#### Requirements
Reproduce the data below word for word, but leave out the pictures.

#### Data to use

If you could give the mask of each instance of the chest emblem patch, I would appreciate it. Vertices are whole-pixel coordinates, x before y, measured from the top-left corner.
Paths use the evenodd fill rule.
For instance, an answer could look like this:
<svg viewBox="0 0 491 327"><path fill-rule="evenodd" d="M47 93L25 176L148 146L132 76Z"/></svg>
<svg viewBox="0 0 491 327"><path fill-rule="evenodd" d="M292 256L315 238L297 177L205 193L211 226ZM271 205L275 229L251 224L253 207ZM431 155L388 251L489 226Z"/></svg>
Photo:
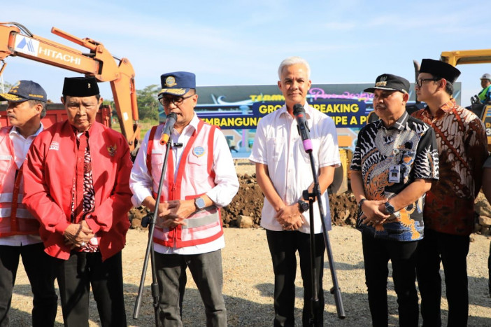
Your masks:
<svg viewBox="0 0 491 327"><path fill-rule="evenodd" d="M50 144L50 150L58 151L59 150L59 144L58 142L51 142Z"/></svg>
<svg viewBox="0 0 491 327"><path fill-rule="evenodd" d="M115 155L116 155L117 150L118 146L116 146L116 144L108 146L108 152L109 153L109 155L111 155L111 157L114 157Z"/></svg>
<svg viewBox="0 0 491 327"><path fill-rule="evenodd" d="M205 154L204 148L203 148L203 146L197 146L196 148L192 149L192 154L194 154L197 157L201 157L201 155Z"/></svg>

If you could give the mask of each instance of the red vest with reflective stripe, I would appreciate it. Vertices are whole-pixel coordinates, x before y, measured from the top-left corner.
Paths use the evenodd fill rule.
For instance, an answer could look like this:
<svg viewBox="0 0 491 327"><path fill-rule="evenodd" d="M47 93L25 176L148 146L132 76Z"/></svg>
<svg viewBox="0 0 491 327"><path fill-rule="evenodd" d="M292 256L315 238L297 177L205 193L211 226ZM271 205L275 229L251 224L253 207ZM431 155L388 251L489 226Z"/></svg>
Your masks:
<svg viewBox="0 0 491 327"><path fill-rule="evenodd" d="M184 150L174 179L176 158L169 155L160 202L195 199L215 186L213 166L213 139L216 126L199 120ZM147 167L153 181L154 197L162 172L166 145L160 143L164 125L152 128L147 148ZM168 247L183 248L206 244L223 235L222 218L218 208L211 206L194 212L186 225L176 228L155 228L153 241Z"/></svg>
<svg viewBox="0 0 491 327"><path fill-rule="evenodd" d="M39 233L39 222L22 204L22 166L18 172L15 153L8 132L0 130L0 237Z"/></svg>

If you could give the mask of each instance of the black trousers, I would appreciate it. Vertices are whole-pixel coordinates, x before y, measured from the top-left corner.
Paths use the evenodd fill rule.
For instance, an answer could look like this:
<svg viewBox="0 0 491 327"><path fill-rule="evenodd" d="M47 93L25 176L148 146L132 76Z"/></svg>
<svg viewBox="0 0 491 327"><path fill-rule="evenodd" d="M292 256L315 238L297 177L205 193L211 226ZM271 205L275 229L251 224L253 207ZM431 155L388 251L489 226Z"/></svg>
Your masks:
<svg viewBox="0 0 491 327"><path fill-rule="evenodd" d="M421 293L423 326L441 326L440 302L443 264L448 302L448 326L467 326L469 290L467 253L469 236L452 235L425 229L425 237L418 246L418 284Z"/></svg>
<svg viewBox="0 0 491 327"><path fill-rule="evenodd" d="M266 231L269 251L274 271L274 326L294 326L294 309L295 306L295 277L297 274L297 258L299 251L300 272L304 286L303 326L310 326L311 316L312 279L311 270L310 235L299 231ZM318 280L319 306L317 310L318 320L315 326L323 326L324 291L322 277L324 275L324 252L325 244L322 233L315 236L315 267Z"/></svg>
<svg viewBox="0 0 491 327"><path fill-rule="evenodd" d="M103 327L126 326L121 252L102 262L100 252L72 251L57 260L57 279L65 326L89 326L92 286Z"/></svg>
<svg viewBox="0 0 491 327"><path fill-rule="evenodd" d="M0 326L9 323L12 292L21 256L34 295L32 326L53 326L58 305L54 261L44 252L43 243L37 243L21 246L0 246Z"/></svg>
<svg viewBox="0 0 491 327"><path fill-rule="evenodd" d="M392 263L394 288L397 294L400 326L418 326L416 247L418 241L397 242L362 233L365 280L374 327L388 325L387 279L389 260Z"/></svg>

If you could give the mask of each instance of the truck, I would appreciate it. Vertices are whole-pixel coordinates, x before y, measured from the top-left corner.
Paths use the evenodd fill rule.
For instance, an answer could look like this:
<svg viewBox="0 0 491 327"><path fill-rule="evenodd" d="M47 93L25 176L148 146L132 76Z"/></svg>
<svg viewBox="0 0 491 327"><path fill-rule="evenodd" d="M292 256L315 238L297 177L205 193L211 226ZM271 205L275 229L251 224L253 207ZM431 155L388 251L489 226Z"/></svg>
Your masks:
<svg viewBox="0 0 491 327"><path fill-rule="evenodd" d="M0 75L6 67L5 58L20 57L83 74L86 76L94 76L98 82L109 82L121 133L128 141L131 155L136 155L139 147L140 127L138 123L135 73L129 60L113 57L101 42L92 39L80 39L56 27L52 27L51 32L87 48L90 52L84 53L34 35L17 22L0 22ZM66 118L64 110L59 110L63 109L61 104L48 104L47 109L46 117L42 120L45 127ZM111 113L110 107L103 107L98 114L98 121L110 126ZM8 120L5 114L1 116L3 117L0 118L0 121L2 126L5 126L8 125Z"/></svg>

#### The solution
If you could give the mask of each instance of the chest emblem patch, I would appreciate it. Vertices are whole-pixel coordinates, x before y, measured from the top-left corner.
Paths use the evenodd fill rule.
For instance, an answer could look like this:
<svg viewBox="0 0 491 327"><path fill-rule="evenodd" d="M47 93L25 176L148 146L132 76Z"/></svg>
<svg viewBox="0 0 491 327"><path fill-rule="evenodd" d="M292 256L315 238L297 177L205 193L211 226ZM271 205L275 229L251 224L253 207ZM431 155L388 251L489 226Z"/></svg>
Photo:
Your masks:
<svg viewBox="0 0 491 327"><path fill-rule="evenodd" d="M50 144L50 150L58 151L59 150L59 144L58 142L51 142Z"/></svg>
<svg viewBox="0 0 491 327"><path fill-rule="evenodd" d="M115 155L116 155L117 150L118 146L116 146L116 144L108 146L108 152L109 153L109 155L111 155L111 157L114 157Z"/></svg>
<svg viewBox="0 0 491 327"><path fill-rule="evenodd" d="M205 154L204 148L203 148L203 146L197 146L196 148L192 149L192 154L194 154L197 157L201 157L201 155Z"/></svg>

If you could give the mask of each instance of the red vest with reflective stripe, I would appreciate it. Vertices are whole-pixel coordinates, x before y, measured from the top-left corner.
Paths use the evenodd fill rule.
For instance, an answer could look like this:
<svg viewBox="0 0 491 327"><path fill-rule="evenodd" d="M47 93L25 176L148 146L132 76Z"/></svg>
<svg viewBox="0 0 491 327"><path fill-rule="evenodd" d="M292 256L315 238L297 177L205 193L211 226ZM271 205L275 229L251 224L253 207ZM431 155L388 251L489 226Z"/></svg>
Your masks:
<svg viewBox="0 0 491 327"><path fill-rule="evenodd" d="M184 150L174 179L176 158L169 155L160 202L195 199L215 186L213 166L213 139L216 126L199 120ZM147 167L153 181L154 197L162 172L166 145L160 143L164 125L152 128L147 148ZM168 247L183 248L206 244L223 235L222 218L218 208L211 206L194 212L186 225L176 228L155 228L153 241Z"/></svg>
<svg viewBox="0 0 491 327"><path fill-rule="evenodd" d="M39 233L39 222L22 204L22 166L18 172L15 153L8 132L0 130L0 237Z"/></svg>

If you could give the mask of each instance of the black trousers, I would appreciate it. Vertices are whole-pixel coordinates, x before y, measured from the top-left corner.
Paths use the evenodd fill rule.
For instance, an answer could look like this:
<svg viewBox="0 0 491 327"><path fill-rule="evenodd" d="M47 93L25 176L148 146L132 76Z"/></svg>
<svg viewBox="0 0 491 327"><path fill-rule="evenodd" d="M292 256L315 238L297 177L205 193L211 226ZM271 205L275 229L251 224L253 207ZM431 155L388 251L489 226Z"/></svg>
Your masks:
<svg viewBox="0 0 491 327"><path fill-rule="evenodd" d="M421 293L423 326L441 326L440 302L443 264L448 302L448 326L467 326L469 290L467 253L469 236L452 235L425 229L425 237L418 246L418 284Z"/></svg>
<svg viewBox="0 0 491 327"><path fill-rule="evenodd" d="M266 231L269 251L274 271L274 326L294 326L294 309L295 306L295 277L297 274L297 258L299 251L300 272L304 286L303 326L310 326L311 316L312 279L311 270L310 235L299 231ZM318 280L319 306L317 310L318 320L315 326L323 326L324 291L322 277L324 275L324 252L325 244L322 233L315 236L315 267Z"/></svg>
<svg viewBox="0 0 491 327"><path fill-rule="evenodd" d="M103 327L126 326L121 252L102 262L100 252L72 251L57 260L57 279L65 326L89 326L92 286Z"/></svg>
<svg viewBox="0 0 491 327"><path fill-rule="evenodd" d="M0 326L9 323L12 292L21 256L34 295L32 326L53 326L58 305L54 261L44 252L43 243L37 243L21 246L0 246Z"/></svg>
<svg viewBox="0 0 491 327"><path fill-rule="evenodd" d="M392 263L394 288L397 294L400 326L418 326L416 247L418 241L397 242L362 233L365 280L374 327L388 325L387 279L389 260Z"/></svg>

If you could give the mask of each instance of the truck, I would appreciate it. Vertices are whole-pixel coordinates, x before y, measured from the top-left corner.
Paths use the evenodd fill rule.
For instance, an answer could look like this:
<svg viewBox="0 0 491 327"><path fill-rule="evenodd" d="M47 93L25 176L148 146L132 76Z"/></svg>
<svg viewBox="0 0 491 327"><path fill-rule="evenodd" d="M292 256L315 238L297 177L205 193L211 226ZM271 205L275 229L251 224L253 207ZM431 155L388 251L489 226Z"/></svg>
Your masks:
<svg viewBox="0 0 491 327"><path fill-rule="evenodd" d="M0 75L6 67L5 58L20 57L83 74L86 76L94 76L98 82L109 82L121 133L128 141L131 155L136 155L139 147L140 127L138 123L135 73L129 60L113 57L101 42L92 39L80 39L56 27L52 27L51 32L87 48L90 52L84 53L34 35L17 22L0 22ZM66 118L64 110L59 110L63 109L61 104L48 104L47 109L46 117L42 120L45 127ZM111 113L110 107L103 107L98 114L98 121L110 126ZM8 120L5 114L1 116L3 117L0 118L0 121L2 126L5 126L8 125Z"/></svg>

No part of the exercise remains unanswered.